• EXERCISE BRIEF:
Reproduce all of the data that follows, character for character.

• SOURCE MATERIAL:
===
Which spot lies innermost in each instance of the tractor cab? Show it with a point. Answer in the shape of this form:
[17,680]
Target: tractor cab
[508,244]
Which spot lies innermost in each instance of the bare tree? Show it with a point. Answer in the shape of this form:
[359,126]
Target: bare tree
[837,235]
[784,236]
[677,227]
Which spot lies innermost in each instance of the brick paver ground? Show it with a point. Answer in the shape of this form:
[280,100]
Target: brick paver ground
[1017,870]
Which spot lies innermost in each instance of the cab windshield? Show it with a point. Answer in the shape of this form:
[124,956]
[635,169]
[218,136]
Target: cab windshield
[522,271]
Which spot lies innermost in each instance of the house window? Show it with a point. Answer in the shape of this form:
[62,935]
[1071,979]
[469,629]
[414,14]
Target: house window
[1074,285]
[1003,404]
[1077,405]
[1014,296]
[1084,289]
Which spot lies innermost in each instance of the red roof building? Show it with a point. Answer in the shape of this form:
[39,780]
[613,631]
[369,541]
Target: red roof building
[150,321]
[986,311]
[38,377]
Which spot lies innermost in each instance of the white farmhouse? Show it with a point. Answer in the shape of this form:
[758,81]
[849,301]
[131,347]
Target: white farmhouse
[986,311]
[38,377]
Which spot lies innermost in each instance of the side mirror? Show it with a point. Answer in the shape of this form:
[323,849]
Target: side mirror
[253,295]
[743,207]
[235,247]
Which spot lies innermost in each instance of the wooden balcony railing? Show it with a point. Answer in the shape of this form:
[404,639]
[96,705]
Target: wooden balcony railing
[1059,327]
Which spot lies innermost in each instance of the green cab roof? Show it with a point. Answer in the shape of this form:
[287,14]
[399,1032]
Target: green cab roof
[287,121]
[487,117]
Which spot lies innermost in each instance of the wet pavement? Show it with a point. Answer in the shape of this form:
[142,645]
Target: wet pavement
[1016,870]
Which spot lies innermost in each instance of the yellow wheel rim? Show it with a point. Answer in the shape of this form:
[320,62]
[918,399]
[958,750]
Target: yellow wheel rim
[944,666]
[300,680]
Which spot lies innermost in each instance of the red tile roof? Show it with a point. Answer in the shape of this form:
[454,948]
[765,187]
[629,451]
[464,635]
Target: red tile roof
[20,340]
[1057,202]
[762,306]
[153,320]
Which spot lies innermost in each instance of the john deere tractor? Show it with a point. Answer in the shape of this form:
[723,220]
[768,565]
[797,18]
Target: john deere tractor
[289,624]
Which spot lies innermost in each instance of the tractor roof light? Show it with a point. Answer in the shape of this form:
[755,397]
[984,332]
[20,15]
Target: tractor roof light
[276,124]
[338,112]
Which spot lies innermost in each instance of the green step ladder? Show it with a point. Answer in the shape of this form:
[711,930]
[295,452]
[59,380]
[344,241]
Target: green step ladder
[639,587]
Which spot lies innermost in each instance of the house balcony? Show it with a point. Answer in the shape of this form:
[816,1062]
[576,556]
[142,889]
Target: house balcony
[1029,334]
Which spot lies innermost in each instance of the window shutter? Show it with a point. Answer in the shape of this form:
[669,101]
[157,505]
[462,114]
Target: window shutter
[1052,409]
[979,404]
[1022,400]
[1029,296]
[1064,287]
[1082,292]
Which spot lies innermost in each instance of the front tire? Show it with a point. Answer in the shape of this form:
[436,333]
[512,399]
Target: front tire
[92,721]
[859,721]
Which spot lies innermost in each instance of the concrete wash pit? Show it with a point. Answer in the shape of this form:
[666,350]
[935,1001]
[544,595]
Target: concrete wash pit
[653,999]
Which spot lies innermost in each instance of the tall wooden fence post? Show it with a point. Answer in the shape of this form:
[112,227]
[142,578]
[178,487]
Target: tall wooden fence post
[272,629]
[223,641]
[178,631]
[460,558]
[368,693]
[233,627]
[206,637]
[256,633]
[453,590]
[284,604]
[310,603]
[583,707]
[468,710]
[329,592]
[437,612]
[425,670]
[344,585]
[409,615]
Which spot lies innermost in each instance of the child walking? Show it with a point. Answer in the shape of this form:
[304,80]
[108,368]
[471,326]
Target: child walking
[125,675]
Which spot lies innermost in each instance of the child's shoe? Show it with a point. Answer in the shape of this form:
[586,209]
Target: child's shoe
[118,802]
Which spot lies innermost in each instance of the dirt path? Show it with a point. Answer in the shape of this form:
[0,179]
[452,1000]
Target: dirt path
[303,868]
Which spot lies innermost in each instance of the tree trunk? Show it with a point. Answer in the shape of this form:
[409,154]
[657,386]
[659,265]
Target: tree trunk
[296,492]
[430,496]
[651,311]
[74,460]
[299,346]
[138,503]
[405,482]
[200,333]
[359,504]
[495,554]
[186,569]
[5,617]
===
• RESPONSE AREA:
Which spot lies innermost in each instance of the tractor cab? Show it with a point. Answer in the shape of this form:
[17,680]
Target: tractor cab
[508,244]
Which spot lies innermost in each instance of the bare tree? Show it with a point. Answer in the shape of this form:
[359,126]
Target: bare tree
[837,235]
[784,236]
[677,227]
Which spot lies innermost in each instance of the brick paver ground? Show it with a point. Answer in the shape of this form:
[280,100]
Target: brick paver ground
[1017,870]
Which spot lies innermost in each instance of the cab windshield? Show it with a point. Answer in the shape of this form:
[124,956]
[635,169]
[218,136]
Target: cab windshield
[522,271]
Which spot lies innermost in each instance of the house window? Show it with a point. Answer in the shape of this form:
[62,935]
[1071,979]
[469,629]
[414,14]
Target: house window
[1074,285]
[1003,404]
[1077,405]
[1014,296]
[1084,289]
Which spot lies innermost in each instance of the red roof building? Show it with a point. Answer in the shape of this form:
[39,780]
[613,631]
[369,541]
Target: red roof building
[150,321]
[986,311]
[38,377]
Which spot lies innermost in each instance of the white farmhouse? Show it with a point. Answer in the shape of this form:
[758,81]
[849,301]
[131,347]
Target: white farmhouse
[986,311]
[38,377]
Which spot lies innermost in each instance of the side mirror? Show it with a point. Answer in the shape of this form:
[323,849]
Target: side mirror
[253,295]
[743,207]
[235,247]
Which spot lies innermost in each instance of the wooden balcony railing? Show it with a point. Answer in the shape of this form:
[404,639]
[96,705]
Target: wooden balcony railing
[1059,327]
Which spot lies innermost in each instance of the green cab roof? Show it with a point. Answer in the shape of this form:
[287,14]
[399,1032]
Target: green cab roof
[287,121]
[487,117]
Which spot lies innermost in each instance of the wet pavement? Show it with a point. Answer in the shape of this form:
[142,645]
Target: wet pavement
[1016,870]
Which spot lies innermost in each instance of the yellow wheel rim? Show it with a point. Answer in the shape of this form:
[320,62]
[918,399]
[958,750]
Target: yellow wheel rim
[944,666]
[300,680]
Which spot lies innermost in each instance of the red tile roof? Show it with a point. Answer in the shape of this form:
[454,948]
[765,187]
[629,451]
[464,635]
Target: red tile roof
[20,340]
[1057,202]
[762,306]
[153,320]
Which spot lies innermost in each instance of the john deere tractor? Show it with a point. Answer in the shape of this form:
[723,220]
[768,565]
[797,18]
Target: john deere tractor
[289,624]
Which spot lies innermost in each instance of the tractor roof light? Show it with a point. Answer in the shape of this form:
[755,397]
[984,332]
[20,15]
Target: tractor roof light
[276,124]
[338,112]
Which spot lies innermost in each instance of the green step ladder? Show it with a point. Answer in the shape of this form:
[711,930]
[295,452]
[59,380]
[344,241]
Target: green step ladder
[639,587]
Which spot lies innermost in each instance of the house balcony? Show it with a point. Answer in the shape of this form:
[816,1062]
[576,556]
[142,889]
Target: house balcony
[1029,334]
Which spot lies innermost in each instance of the window shutter? Show it with a point. Answer in the shape of this form:
[669,101]
[157,505]
[462,114]
Target: window shutter
[1052,409]
[979,404]
[1022,400]
[1029,296]
[1064,287]
[1082,292]
Which spot lies innermost in each instance of the front tire? Show it with a point. Answer in the shape of this form:
[436,333]
[512,399]
Target: front tire
[92,721]
[859,721]
Which spot lies innermost in each instance of the concrete wash pit? Show it with a point. Answer in the shape of this form:
[666,350]
[935,1001]
[544,595]
Target: concrete wash pit
[653,999]
Which spot lies innermost in each instance of the tall wooden fence post? Show it with a point. Answer in the shape of this form:
[112,227]
[142,578]
[178,487]
Target: tall wooden fence post
[272,629]
[223,641]
[178,631]
[460,558]
[368,693]
[233,627]
[206,637]
[256,633]
[453,590]
[284,604]
[310,603]
[583,707]
[468,710]
[329,592]
[437,612]
[425,670]
[344,585]
[409,615]
Which spot lies innermost in each instance of the child walking? Show it with a point. Answer in the shape of this form:
[304,80]
[108,368]
[471,326]
Target: child walking
[125,675]
Which spot lies innermost in each instance of the child's shoe? Show it with a point. Answer in the shape of this form:
[586,209]
Target: child's shoe
[118,802]
Which spot lies innermost in each instance of the dirt path? Show it with a point. Answer in the shape of this form:
[0,179]
[452,1000]
Target: dirt path
[303,868]
Which spot lies innermost in each instance of the tree trunk? Show it with a point. Answer in the shape of this form:
[409,154]
[657,386]
[659,265]
Target: tree trunk
[296,492]
[430,496]
[651,311]
[74,460]
[299,346]
[138,503]
[405,482]
[200,333]
[359,504]
[495,554]
[186,569]
[5,617]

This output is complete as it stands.